◆ Work instructions:
Scan the data that follows and count the lines with the string "beige"; answer with the count alone.

◆ Referring expression pointing data:
[Start of Attachment]

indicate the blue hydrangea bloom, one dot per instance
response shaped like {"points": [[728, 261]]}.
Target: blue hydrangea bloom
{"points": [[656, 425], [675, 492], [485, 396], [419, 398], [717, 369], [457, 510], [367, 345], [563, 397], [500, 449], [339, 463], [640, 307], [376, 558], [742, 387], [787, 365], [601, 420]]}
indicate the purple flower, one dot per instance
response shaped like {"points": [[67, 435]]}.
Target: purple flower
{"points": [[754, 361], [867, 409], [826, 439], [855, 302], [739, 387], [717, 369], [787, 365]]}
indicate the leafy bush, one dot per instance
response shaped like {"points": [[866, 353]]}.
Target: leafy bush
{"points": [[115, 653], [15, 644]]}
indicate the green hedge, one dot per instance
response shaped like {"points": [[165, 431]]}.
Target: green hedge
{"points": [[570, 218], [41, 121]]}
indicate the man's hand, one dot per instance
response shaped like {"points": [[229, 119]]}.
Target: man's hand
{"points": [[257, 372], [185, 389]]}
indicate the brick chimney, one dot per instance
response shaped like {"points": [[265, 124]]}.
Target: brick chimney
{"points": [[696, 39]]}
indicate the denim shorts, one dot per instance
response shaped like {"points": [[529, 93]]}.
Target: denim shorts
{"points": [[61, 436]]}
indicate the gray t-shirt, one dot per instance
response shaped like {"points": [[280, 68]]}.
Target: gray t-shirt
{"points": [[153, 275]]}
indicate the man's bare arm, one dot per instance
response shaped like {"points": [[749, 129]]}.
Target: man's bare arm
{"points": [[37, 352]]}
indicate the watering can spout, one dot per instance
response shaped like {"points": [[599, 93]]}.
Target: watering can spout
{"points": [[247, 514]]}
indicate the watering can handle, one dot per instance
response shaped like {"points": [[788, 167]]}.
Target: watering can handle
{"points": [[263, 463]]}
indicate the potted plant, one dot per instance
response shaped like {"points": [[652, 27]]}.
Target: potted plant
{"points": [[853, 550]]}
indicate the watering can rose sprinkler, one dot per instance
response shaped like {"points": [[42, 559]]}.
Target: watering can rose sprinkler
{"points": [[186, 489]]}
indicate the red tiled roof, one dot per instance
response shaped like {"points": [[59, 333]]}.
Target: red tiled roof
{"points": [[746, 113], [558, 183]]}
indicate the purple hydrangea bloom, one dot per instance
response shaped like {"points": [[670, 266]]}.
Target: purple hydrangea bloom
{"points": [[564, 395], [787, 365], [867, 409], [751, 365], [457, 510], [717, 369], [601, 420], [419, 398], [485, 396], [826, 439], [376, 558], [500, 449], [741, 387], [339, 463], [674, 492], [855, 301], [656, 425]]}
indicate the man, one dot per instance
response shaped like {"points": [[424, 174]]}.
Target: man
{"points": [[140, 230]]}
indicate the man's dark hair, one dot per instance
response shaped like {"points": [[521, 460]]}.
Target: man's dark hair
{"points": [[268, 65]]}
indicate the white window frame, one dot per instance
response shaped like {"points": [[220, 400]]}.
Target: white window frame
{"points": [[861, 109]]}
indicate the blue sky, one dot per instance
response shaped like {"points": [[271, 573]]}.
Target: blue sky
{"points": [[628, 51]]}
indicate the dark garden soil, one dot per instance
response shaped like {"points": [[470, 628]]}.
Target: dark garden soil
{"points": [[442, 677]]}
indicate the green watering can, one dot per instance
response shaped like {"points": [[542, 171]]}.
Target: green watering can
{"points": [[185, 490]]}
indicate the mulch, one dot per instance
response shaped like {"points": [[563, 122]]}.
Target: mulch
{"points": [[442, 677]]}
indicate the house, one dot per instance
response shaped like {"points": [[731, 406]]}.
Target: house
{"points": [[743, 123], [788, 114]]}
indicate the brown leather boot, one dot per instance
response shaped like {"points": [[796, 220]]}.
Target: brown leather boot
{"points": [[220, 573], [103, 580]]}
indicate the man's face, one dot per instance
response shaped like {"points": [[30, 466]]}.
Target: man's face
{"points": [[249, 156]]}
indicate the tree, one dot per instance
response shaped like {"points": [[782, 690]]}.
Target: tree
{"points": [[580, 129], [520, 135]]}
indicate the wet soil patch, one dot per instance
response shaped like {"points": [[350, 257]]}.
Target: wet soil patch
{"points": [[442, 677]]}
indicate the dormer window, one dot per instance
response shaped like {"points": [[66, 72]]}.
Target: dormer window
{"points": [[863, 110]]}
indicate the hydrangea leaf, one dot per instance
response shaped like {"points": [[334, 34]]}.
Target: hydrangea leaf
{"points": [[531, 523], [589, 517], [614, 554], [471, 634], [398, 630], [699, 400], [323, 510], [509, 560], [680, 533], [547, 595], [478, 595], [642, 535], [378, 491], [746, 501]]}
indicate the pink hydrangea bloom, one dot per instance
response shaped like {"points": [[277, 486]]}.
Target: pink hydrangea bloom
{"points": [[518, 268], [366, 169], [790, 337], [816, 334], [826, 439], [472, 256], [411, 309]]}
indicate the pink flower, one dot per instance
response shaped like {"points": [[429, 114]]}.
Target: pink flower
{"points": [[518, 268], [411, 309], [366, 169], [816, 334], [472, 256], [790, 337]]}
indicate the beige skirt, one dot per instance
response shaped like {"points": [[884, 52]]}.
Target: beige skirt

[End of Attachment]

◆ Your response:
2